_AIM OF THE EXERCISE_. Retype the material in full, keeping every word the same.

Named object pointing entries
- - -
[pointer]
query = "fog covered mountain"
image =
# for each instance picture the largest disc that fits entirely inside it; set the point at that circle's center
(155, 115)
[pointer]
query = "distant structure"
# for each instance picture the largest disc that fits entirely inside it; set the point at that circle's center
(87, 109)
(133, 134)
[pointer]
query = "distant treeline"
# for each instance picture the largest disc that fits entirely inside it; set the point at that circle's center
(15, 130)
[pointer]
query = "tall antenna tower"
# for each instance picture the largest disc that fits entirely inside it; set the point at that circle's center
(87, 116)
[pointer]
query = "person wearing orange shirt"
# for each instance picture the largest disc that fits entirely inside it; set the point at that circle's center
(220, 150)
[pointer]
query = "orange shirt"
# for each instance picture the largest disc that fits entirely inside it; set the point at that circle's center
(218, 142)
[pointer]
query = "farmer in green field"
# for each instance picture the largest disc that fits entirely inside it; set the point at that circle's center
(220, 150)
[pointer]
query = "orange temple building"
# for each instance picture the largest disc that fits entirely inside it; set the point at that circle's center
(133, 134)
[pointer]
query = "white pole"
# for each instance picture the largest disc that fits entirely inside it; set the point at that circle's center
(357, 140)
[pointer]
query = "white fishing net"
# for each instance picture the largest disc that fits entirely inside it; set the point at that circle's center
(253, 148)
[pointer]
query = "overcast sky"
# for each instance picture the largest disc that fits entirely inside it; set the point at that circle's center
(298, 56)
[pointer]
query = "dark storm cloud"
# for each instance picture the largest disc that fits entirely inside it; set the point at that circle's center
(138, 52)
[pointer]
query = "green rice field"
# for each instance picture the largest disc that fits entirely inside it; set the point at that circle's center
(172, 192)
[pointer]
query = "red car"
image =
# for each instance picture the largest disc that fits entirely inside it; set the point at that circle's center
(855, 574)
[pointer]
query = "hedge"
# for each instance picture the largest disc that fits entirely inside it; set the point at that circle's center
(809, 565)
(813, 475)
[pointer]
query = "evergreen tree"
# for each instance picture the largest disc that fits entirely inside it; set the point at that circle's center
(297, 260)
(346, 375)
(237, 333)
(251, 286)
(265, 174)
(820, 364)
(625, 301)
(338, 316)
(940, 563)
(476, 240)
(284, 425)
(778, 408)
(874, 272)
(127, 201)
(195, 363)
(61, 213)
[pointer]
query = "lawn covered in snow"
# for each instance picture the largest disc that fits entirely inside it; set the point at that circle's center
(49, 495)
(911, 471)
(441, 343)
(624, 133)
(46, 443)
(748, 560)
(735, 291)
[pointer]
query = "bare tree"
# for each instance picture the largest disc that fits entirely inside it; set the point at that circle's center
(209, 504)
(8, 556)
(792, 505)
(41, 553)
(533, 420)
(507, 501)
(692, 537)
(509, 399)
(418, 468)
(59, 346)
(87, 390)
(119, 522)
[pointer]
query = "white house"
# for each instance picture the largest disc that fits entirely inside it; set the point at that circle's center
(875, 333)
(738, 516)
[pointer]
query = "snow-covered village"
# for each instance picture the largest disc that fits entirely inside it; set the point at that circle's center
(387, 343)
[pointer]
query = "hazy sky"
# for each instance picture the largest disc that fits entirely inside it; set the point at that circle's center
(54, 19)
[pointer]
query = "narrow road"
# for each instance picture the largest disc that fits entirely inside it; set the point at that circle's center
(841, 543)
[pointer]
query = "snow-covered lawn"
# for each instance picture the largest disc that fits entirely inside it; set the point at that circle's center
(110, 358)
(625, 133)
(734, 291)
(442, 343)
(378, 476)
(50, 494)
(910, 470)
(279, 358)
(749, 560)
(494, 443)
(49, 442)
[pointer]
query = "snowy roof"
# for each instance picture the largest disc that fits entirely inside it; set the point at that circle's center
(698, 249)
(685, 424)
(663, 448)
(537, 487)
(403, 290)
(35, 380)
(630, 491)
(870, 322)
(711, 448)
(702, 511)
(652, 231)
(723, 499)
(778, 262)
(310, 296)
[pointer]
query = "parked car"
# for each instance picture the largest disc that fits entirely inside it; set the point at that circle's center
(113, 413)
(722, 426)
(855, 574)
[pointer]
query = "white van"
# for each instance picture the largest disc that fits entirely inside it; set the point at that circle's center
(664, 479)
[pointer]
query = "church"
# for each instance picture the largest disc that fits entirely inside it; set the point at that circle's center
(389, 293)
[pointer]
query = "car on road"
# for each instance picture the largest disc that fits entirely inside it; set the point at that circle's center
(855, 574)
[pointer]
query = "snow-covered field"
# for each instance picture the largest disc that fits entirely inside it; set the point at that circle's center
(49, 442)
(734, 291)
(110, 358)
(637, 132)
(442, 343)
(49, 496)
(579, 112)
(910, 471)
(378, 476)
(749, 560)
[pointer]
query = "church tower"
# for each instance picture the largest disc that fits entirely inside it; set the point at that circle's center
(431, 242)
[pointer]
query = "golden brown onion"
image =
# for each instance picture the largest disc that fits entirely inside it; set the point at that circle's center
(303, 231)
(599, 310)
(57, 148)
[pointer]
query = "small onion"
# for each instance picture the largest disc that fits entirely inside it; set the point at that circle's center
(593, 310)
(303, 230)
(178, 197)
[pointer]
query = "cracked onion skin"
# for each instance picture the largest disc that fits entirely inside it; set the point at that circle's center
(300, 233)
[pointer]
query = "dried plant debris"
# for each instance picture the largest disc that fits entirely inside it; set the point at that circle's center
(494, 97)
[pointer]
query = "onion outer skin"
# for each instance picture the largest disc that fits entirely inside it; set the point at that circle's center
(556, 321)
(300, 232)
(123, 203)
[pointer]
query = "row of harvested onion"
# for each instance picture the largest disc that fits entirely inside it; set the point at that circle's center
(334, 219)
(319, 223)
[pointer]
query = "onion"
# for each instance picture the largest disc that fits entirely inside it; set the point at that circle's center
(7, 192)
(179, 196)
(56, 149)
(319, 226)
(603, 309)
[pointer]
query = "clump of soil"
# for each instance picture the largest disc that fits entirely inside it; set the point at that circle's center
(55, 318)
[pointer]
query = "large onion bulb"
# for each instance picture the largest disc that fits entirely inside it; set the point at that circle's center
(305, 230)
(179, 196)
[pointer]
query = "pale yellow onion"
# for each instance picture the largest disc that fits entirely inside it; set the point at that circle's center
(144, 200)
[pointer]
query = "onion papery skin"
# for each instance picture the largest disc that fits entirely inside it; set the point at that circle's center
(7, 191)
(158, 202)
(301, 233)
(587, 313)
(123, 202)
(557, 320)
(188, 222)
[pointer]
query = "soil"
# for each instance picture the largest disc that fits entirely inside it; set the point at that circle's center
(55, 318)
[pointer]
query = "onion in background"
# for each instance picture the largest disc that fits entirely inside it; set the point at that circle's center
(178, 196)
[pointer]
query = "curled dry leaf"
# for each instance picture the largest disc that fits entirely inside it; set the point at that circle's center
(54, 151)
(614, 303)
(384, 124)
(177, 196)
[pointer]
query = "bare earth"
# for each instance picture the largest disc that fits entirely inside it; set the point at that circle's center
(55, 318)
- - -
_ANSWER_.
[pointer]
query = "fog covered mountain"
image =
# for each instance picture the largest disc that fits entirely inside it; set the point at that circle's center
(155, 115)
[pointer]
query = "distant structure"
# for each instance picture the largest disc that fits entirely inside it; set the point at that circle's center
(87, 109)
(133, 134)
[pointer]
query = "distant treeline"
# for each instance picture the largest disc that fits entirely inside it; set the point at that circle's center
(15, 130)
[pointer]
query = "tall antenna tower"
# for each instance picture the largest disc that fits entirely inside it; set the point at that circle's center
(87, 116)
[pointer]
query = "person wearing orange shirt"
# for each instance picture the largest disc that fits entirely inside it; set the point at that circle's center
(220, 150)
[pointer]
query = "orange shirt"
# for each instance picture the largest disc that fits entirely inside it; set the point at that circle's center
(218, 142)
[pointer]
query = "farmer in green field"
# for each instance picture the largest disc that fits entirely inside it; set the point at that circle's center
(220, 150)
[pointer]
query = "orange temple building"
# for each instance picture the largest disc that fits entirely inside it; set the point at that circle's center
(133, 134)
[pointer]
query = "white pole"
# for each instance picture the largest disc that fits entirely inside it; set the point at that circle's center
(357, 140)
[pointer]
query = "white fishing net"
# for each instance picture the largest disc that fits entirely inside it; set the point at that circle's center
(253, 148)
[pointer]
query = "overcast sky"
# for each instance picture the largest disc that fits entirely inside it; set the point at that circle's center
(298, 56)
[pointer]
query = "dark storm cloud"
# for each instance picture the largest disc that fits entirely inside it; set the point at that circle's center
(138, 52)
[pointer]
query = "green rice field"
# for each instance picture the largest disc that fits entirely inside it; set the point at that circle's center
(172, 192)
[pointer]
query = "red car"
image =
# for each instance picture the largest disc that fits entirely inside it; set the point at that circle's center
(855, 574)
[pointer]
query = "hedge"
# for each instance picture the largest disc that fits entirely inside it; set the point at that circle's center
(809, 565)
(813, 475)
[pointer]
query = "evergreen tree"
# for each instance picture the largest disc that fits entirely inside it; set the point at that circle's center
(297, 260)
(346, 375)
(237, 333)
(251, 286)
(265, 174)
(820, 364)
(625, 301)
(338, 316)
(940, 563)
(476, 240)
(284, 425)
(778, 408)
(874, 272)
(127, 201)
(195, 363)
(61, 213)
[pointer]
query = "lawn covered in snow"
# for each instance picture the largest disc that fits entirely inside it; set the point at that circle's center
(49, 495)
(911, 471)
(441, 343)
(624, 133)
(46, 443)
(748, 560)
(735, 291)
[pointer]
query = "bare tree"
# for each instance picture the largest disc that fits entirely inside it; set the point at that circle's center
(209, 504)
(8, 556)
(792, 505)
(41, 553)
(533, 420)
(507, 501)
(692, 537)
(509, 399)
(418, 468)
(59, 346)
(87, 390)
(119, 522)
[pointer]
query = "white house"
# for each instance picture the largest disc that fits entirely inside it; set the point at that circle's center
(875, 333)
(738, 516)
[pointer]
query = "snow-covered village"
# for each instance picture the largest disc that fits entirely inside it; set the point at that circle's center
(387, 343)
[pointer]
query = "hazy sky"
# for each instance picture the largest disc that fits entirely inside it; set the point at that circle's center
(54, 19)
[pointer]
query = "narrow road"
# for each instance picture the largest disc that fits entirely inside it; set the point at that circle's center
(841, 543)
[pointer]
query = "snow-covered lawn"
# for each instance picture the largest disc that fits entirely inside it; set the point at that circle's center
(110, 358)
(625, 133)
(734, 291)
(442, 343)
(378, 476)
(50, 494)
(910, 470)
(279, 358)
(749, 560)
(494, 443)
(49, 442)
[pointer]
query = "snowy roof"
# for each instance picture the largest disc that fits entirely inside it; set the point at that circle's center
(698, 249)
(685, 424)
(663, 448)
(537, 487)
(403, 290)
(35, 380)
(630, 491)
(870, 322)
(711, 448)
(702, 511)
(652, 231)
(723, 499)
(778, 262)
(310, 296)
[pointer]
query = "parked car"
# for each instance picture the largest disc that fits entirely inside it; set the point at that circle's center
(113, 413)
(722, 426)
(855, 574)
[pointer]
query = "white van"
# for each instance picture the largest disc that fits entirely inside it; set the point at that circle's center
(664, 479)
[pointer]
query = "church"
# for each instance picture the largest disc that fits entirely inside it; set the point at that circle's center
(389, 293)
[pointer]
query = "car on road"
# for each instance picture the largest disc that fits entirely inside it; set the point at that circle's center
(855, 574)
[pointer]
query = "snow-covered field"
# for each instance picture the largest disc that fits entirely inside it; set the point at that circle's center
(49, 442)
(734, 291)
(110, 358)
(637, 132)
(442, 343)
(49, 496)
(579, 112)
(910, 471)
(378, 476)
(749, 560)
[pointer]
query = "church tower"
# for each instance picture the largest disc that fits entirely inside it; set the point at that circle's center
(431, 242)
[pointer]
query = "golden brown onion"
image =
# for each instance picture the largest disc that fits entirely inside it; set the point at that circle's center
(303, 231)
(599, 310)
(57, 148)
[pointer]
query = "small onion"
# for each instance picture the largest disc that fits entirely inside it; set the point at that circle's center
(593, 310)
(303, 230)
(178, 197)
[pointer]
query = "cracked onion skin"
# for each instance picture the largest disc that fits entirely inside it; set the point at that circle's center
(300, 233)
[pointer]
query = "dried plant debris"
# for each instance picture the largest disc that fits entirely inside it; set the point at that circle's center
(494, 97)
[pointer]
query = "onion outer skin"
# for each instance picture the largest disc that fits entirely inside it; set the point at that circle's center
(556, 321)
(300, 232)
(123, 203)
[pointer]
query = "row of harvested onion"
# for each instance picture the largest disc that fits entirely inside it; set the point at that circle's center
(334, 219)
(319, 223)
[pointer]
query = "onion"
# for each instance picture the largest disc that fits entirely inside it; set the point at that circle's center
(7, 192)
(179, 196)
(56, 149)
(319, 226)
(603, 309)
[pointer]
query = "clump of soil"
# for each instance picture the largest disc that fits entirely inside it; set the point at that circle's center
(55, 318)
[pointer]
query = "large onion bulb"
# for each instance picture the largest disc that fits entirely inside it; set the point at that circle's center
(305, 230)
(179, 196)
[pointer]
query = "pale yellow onion"
# for each instance picture the largest disc that fits entirely inside it; set the point at that circle's center
(144, 200)
[pointer]
query = "onion papery skin"
# for each instance picture the largest disc that fits entirely inside it; set the point at that circle's center
(7, 191)
(158, 202)
(301, 233)
(587, 313)
(123, 202)
(557, 320)
(188, 222)
[pointer]
query = "soil"
# for each instance picture the largest disc that fits entirely inside it; set the point at that circle's center
(55, 318)
[pointer]
query = "onion in background"
# for each instance picture the largest disc that fits entirely inside it; set the point at that circle's center
(178, 196)
[pointer]
query = "curled dry leaf"
# for each instance picture the largest disc that fits entirely inside it; set the point at that circle's center
(54, 151)
(614, 303)
(384, 124)
(177, 196)
[pointer]
query = "bare earth"
# for each instance picture the largest disc that fits entirely inside it; set the point at that circle's center
(55, 318)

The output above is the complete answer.